Or an other example:
<div class="colLeft">Title</div><div class="colRight">Text for this Title</div>
<div class="colLeft">Title</div><div class="colRight">Text for this Title</div>
<div class="colLeft">Title</div><div class="colRight">Text for this Title</div><div class="colRight">Text for this Title</div>
<div class="colLeft">Title</div><div class="colRight">Text for this Title</div>
<div class="colLeft">Title</div><div class="colRight">Text for this Title</div>
<div class="colLeft">Title</div><div class="colRight">Text for this Title</div>
How do i combine both to one object? I am able to read colLeft and colRight as separate Arrays, but i don't understand how to merge them. I know you are the smart one of us, so i prefer to ask you :)
Hi @christianfroehlichconsulting,
thanks a lot for your questions!
I just notice that there's a bug on $scope
so that is very hard to get results as you want.
For the first comment you wrote, I think that a good result given this HTML:
<div>
<div>
<h3>Title 1</h3>
<p>Text 1</p>
<h3>Title 2</h3>
<p>Text 2A</p>
<p>Text 2B</p>
</div>
<div>
<h3>Title 3</h3>
<p>Text 3</p>
</div>
</div>
could be a JSON like this:
[
{
"title": "Title 1",
"paragraphs": [ "Text 1" ]
},
{
"title": "Title 2",
"paragraphs": [ "Text 2A", "Text 2B" ]
},
{
"title": "Title 3",
"paragraphs": [ "Text 3" ]
}
]
Just give me some days and I'll back to you with a pre-release version and the selector
to use for getting that result.
Hi @christianfroehlichconsulting,
I just released a new beta version v3.0.0-beta.0
.
You can try directly in your project with npm install html-miner@beta
or you can use the updated online playground available at https://marcomontalbano.github.io/html-miner/.
Going back to the starting question, given this HTML:
<div>
<div>
<h3>Title 1</h3>
<p>Text 1</p>
<h3>Title 2</h3>
<p>Text 2A</p>
<p>Text 2B</p>
</div>
<div>
<h3>Title 3</h3>
<p>Text 3</p>
</div>
</div>
You can use a selector like this:
{
_each_: 'div div h3',
_eachId_: (arg) => arg.$scope.text().replace(/\s/, '-').toLowerCase(),
title: (arg) => arg.$scope.text(),
paragraphs: (arg) => arg.$scope.nextUntil('h3').toArray().map(t => arg.$(t).text())
}
For the second question, given this HTML:
<div class="colLeft">Title</div><div class="colRight">Text for this Title</div>
<div class="colLeft">Title</div><div class="colRight">Text for this Title</div>
<div class="colLeft">Title</div><div class="colRight">Text for this Title</div><div class="colRight">Text for this Title</div>
<div class="colLeft">Title</div><div class="colRight">Text for this Title</div>
<div class="colLeft">Title</div><div class="colRight">Text for this Title</div>
<div class="colLeft">Title</div><div class="colRight">Text for this Title</div>
You can use a selector like this:
{
_each_: '.colLeft',
title: (arg) => arg.$scope.text(),
texts: (arg) => arg.$scope.nextUntil('.colLeft').toArray().map(t => arg.$(t).text())
┄┄┄┄┄┄┄┄┄┄┄┄┄┄┄┄┄┄┄┄
■ **Task set**:
#1 In the html-miner thread, which npm command installs the new beta version in a project?
#2 Carry on the html-miner thread from its final line.
The rows are separate material, unrelated to the html-miner thread.

(Named-object pointing rows)
┄┄┄┄┄┄┄┄┄┄┄┄┄┄┄┄┄┄┄┄
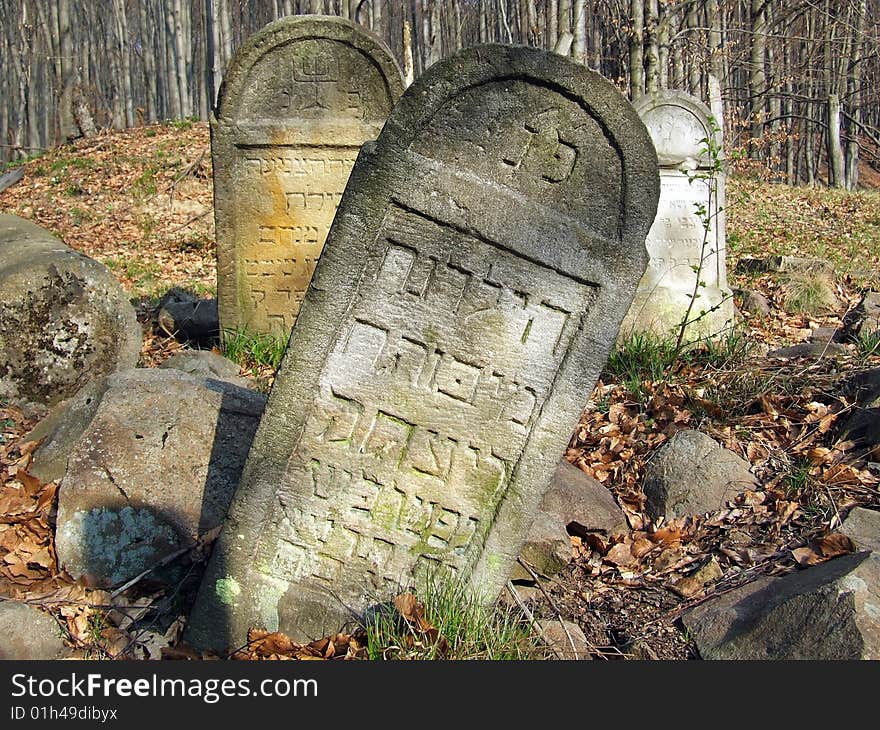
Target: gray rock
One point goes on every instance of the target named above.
(864, 388)
(59, 431)
(864, 319)
(825, 334)
(64, 318)
(481, 260)
(547, 549)
(154, 469)
(205, 364)
(862, 526)
(752, 302)
(692, 474)
(566, 640)
(582, 504)
(808, 349)
(188, 318)
(26, 633)
(828, 612)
┄┄┄┄┄┄┄┄┄┄┄┄┄┄┄┄┄┄┄┄
■ **Outputs**:
#1 npm install html-miner@beta

#2
}
I'll release the v3.0.0
next weekend, so we can test it a bit.
Let me know if you have any other doubt.
Thank you very much! Its working as you promised! You are a hero!
Could you give me a hint, how to modify map() to have a space or something between the paragraphs? Its hard to recognize later, where to separate the words.
EDIT: Its not the map(), its a <br>
Tag in the paragraph. For sure its not there anymore, but its glueing the Text together. I guess there is no solution. Thank you very much! Its working perfect!
I have one more Question regarding nextUntil('h3'). Sometimes there are empty Strings in the array. They are caused f.ex. from empty <p></p>
-Tags, but also, if there is no <p>
-Tag from <span></span>
-Tags. Is there an easy way to filter the output to delete those? I tried the arg.$(t).filter(v=>v!=='').text()
, but my knowledge is not huge enough to make it work.
You are welcome!
About your first question, there is a solution for that. You can get the .html()
instead of .text()
.
{
_each_: 'div div h3',
_eachId_: (arg) => arg.$scope.text().replace(/\s/, '-').toLowerCase(),
title: (arg) => arg.$scope.html(),
paragraphs: (arg) => arg.$scope.nextUntil('h3').toArray().map(t => arg.$(t).html())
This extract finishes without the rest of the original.